(Records of labeled points)
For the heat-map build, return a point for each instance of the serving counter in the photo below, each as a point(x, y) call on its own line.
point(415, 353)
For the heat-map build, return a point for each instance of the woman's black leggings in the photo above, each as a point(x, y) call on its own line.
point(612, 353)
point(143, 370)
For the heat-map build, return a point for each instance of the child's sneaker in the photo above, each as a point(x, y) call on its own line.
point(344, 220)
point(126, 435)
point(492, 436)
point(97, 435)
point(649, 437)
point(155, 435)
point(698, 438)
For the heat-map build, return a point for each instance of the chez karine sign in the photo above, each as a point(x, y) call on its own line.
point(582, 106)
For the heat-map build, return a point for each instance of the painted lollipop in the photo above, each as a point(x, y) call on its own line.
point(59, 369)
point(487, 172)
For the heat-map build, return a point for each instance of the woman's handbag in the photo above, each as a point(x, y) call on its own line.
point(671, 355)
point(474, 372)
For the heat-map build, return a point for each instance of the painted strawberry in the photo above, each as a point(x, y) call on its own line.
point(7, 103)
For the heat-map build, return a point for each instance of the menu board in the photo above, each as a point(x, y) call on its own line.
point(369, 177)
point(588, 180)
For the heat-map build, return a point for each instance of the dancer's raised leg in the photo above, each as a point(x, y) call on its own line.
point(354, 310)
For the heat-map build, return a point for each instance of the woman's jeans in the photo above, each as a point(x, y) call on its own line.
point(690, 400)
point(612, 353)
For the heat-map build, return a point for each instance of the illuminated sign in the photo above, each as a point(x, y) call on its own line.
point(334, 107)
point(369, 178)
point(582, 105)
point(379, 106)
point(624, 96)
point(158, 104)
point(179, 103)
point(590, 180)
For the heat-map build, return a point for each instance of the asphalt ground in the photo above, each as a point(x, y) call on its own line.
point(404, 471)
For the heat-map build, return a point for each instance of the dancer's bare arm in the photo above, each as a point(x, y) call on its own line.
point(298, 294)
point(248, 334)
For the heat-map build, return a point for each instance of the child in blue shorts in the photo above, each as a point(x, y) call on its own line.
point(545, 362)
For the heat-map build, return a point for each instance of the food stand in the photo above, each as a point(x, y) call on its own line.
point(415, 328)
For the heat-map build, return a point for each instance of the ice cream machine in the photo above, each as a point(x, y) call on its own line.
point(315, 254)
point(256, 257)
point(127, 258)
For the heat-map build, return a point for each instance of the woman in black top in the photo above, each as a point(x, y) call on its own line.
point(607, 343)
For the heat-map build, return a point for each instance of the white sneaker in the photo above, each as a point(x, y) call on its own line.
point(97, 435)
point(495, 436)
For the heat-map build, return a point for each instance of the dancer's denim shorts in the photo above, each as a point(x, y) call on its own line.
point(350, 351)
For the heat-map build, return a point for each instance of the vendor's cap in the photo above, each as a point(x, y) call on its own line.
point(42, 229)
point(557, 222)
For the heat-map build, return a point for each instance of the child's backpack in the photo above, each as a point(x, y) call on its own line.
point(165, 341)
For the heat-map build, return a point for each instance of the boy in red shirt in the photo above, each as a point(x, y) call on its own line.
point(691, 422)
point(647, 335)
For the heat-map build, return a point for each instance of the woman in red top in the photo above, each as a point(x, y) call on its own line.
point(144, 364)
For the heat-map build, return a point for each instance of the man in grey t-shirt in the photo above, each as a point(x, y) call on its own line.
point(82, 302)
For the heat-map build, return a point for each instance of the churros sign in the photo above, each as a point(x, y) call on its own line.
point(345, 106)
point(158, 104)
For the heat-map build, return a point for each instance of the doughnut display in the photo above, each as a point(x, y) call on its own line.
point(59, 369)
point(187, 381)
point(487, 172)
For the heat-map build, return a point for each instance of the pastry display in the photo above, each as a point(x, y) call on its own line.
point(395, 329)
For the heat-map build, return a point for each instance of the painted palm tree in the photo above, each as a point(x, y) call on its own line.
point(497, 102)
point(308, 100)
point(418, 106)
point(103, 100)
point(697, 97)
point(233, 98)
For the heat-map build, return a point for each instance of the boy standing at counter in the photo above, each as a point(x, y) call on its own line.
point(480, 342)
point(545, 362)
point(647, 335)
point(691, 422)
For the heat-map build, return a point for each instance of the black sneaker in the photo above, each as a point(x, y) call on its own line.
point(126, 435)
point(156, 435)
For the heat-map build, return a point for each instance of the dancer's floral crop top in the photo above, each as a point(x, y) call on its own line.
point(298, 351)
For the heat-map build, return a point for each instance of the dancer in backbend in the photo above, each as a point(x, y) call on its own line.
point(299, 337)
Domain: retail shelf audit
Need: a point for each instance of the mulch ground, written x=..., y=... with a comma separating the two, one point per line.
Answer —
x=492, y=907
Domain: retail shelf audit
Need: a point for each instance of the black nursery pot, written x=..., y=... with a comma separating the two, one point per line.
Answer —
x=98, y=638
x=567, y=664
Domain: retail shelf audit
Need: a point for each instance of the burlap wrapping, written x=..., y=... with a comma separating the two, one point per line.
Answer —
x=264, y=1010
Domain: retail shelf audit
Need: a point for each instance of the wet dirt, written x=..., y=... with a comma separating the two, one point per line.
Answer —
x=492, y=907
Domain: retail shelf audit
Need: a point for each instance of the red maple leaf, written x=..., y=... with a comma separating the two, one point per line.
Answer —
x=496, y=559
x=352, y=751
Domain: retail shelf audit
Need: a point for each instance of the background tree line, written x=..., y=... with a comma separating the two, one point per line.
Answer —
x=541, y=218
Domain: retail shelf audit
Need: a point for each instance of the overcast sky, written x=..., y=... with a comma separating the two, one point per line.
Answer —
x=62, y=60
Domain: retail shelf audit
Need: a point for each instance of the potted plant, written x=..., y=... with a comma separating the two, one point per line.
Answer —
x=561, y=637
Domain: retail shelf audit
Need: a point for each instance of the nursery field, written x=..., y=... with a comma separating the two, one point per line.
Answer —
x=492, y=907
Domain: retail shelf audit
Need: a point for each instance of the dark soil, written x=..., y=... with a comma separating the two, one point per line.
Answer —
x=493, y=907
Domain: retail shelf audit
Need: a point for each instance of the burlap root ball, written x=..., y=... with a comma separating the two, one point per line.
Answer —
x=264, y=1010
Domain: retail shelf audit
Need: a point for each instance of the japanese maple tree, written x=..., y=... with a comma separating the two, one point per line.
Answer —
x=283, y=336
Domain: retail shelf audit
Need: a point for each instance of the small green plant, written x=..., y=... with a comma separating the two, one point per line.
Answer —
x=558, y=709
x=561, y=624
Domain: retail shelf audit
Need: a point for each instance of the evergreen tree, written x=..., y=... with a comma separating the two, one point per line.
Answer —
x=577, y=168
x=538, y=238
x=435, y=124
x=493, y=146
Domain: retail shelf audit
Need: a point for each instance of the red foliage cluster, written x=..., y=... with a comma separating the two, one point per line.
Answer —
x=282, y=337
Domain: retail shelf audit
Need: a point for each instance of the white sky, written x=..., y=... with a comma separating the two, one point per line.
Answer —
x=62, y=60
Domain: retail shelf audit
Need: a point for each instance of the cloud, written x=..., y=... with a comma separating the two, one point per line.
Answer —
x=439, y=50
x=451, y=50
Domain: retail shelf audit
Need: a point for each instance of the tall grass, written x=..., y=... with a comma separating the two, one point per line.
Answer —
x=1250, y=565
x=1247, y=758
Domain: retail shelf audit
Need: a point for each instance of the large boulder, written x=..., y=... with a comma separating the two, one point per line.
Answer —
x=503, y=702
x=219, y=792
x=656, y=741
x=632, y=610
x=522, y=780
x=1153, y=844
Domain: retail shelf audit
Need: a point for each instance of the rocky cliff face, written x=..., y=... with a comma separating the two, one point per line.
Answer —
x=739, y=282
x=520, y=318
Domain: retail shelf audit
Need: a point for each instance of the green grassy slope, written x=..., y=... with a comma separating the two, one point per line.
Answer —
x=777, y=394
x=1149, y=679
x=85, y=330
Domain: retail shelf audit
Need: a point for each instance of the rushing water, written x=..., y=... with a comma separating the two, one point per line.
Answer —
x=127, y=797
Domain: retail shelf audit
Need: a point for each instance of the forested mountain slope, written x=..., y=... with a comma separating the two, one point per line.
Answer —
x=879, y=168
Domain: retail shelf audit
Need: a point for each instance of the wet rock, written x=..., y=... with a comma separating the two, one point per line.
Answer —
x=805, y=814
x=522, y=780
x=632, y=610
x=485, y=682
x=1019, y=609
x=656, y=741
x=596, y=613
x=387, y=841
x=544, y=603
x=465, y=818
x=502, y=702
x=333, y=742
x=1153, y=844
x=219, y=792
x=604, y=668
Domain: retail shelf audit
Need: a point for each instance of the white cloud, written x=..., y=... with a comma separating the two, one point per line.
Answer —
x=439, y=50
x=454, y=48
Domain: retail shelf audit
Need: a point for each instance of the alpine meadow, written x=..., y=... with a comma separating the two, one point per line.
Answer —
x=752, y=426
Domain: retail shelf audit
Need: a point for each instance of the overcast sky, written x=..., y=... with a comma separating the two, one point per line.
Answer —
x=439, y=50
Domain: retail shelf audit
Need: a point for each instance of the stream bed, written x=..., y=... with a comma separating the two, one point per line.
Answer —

* [What you need to do]
Change "heat-map build" to "density map" in the stretch of data from the line containing "the painted strawberry" through the line containing "point(607, 343)". Return only those lines, with everything else left the same.

* [Written answer]
For the density map, return a point for each instance of the painted strawberry in the photo above, each as a point(x, y) call on its own line.
point(7, 103)
For the density map, return a point for each instance of the menu board in the photo above, each as a point(x, y) call on its own line.
point(369, 177)
point(588, 180)
For the density map, return a point for each instance of the dancer's raised leg in the photo above, each as a point(x, y) call on its own line.
point(354, 310)
For the density map, return a point for each instance of the woman's jeans in the photo above, each as a point(x, y) call on its own line.
point(690, 400)
point(612, 353)
For the density map, return a point for each instance of the illuminated sign in the photo above, each as a point(x, y) call on its own line.
point(334, 107)
point(369, 178)
point(582, 105)
point(379, 106)
point(624, 96)
point(158, 104)
point(179, 103)
point(590, 180)
For the density map, return a point for each instance of the asphalt ground in the photo above, each as a point(x, y) call on its own line.
point(404, 471)
For the density map, return a point for each instance of the dancer's bare arm in the photo above, each as a point(x, y) call on its own line.
point(298, 294)
point(248, 334)
For the density map, return a point for each instance of the child in blue shorts in the photo above, each as a point(x, y) call on its own line.
point(545, 362)
For the density map, return a point for each instance of the food stand in the photo above, each as a point(x, y) call on its own line.
point(415, 328)
For the density map, return a point for each instance of the ice cream machine in the photo above, each as a point(x, y) call on its own line.
point(315, 254)
point(256, 257)
point(127, 258)
For the density map, return a point for each instance of the woman in black top in the photo above, each as a point(x, y) call on its own line.
point(607, 343)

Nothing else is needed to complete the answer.